-- START --

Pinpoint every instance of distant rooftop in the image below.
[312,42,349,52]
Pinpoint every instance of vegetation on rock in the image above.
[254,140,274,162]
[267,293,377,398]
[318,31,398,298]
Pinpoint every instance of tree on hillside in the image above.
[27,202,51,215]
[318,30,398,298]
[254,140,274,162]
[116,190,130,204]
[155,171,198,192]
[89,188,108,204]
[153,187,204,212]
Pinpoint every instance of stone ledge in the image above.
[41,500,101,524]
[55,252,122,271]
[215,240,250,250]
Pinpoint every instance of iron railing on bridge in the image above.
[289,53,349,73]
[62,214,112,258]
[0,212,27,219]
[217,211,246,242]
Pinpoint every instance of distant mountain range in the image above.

-- END --

Direction
Copy out all the records above, switching "Pinpoint" to "Locate" wherever it occurs and keeping everything else unchanged.

Answer to the task
Locate every instance of distant rooftop in the image below.
[312,42,349,52]
Locate every instance of vegetation on rock in the image above.
[254,140,274,162]
[267,293,377,398]
[318,31,398,298]
Locate every instance of tree on hillside in the image above.
[27,202,51,215]
[318,30,398,298]
[254,140,274,162]
[116,190,130,204]
[155,171,198,192]
[89,188,108,204]
[153,187,204,212]
Locate every instance of stone ledge in the image above.
[41,500,101,524]
[55,252,122,271]
[215,240,250,250]
Locate every instance of iron railing on bridge in the image above.
[289,53,349,73]
[62,214,112,258]
[0,212,27,219]
[217,211,246,242]
Locate every instance of distant mountain range in the image above.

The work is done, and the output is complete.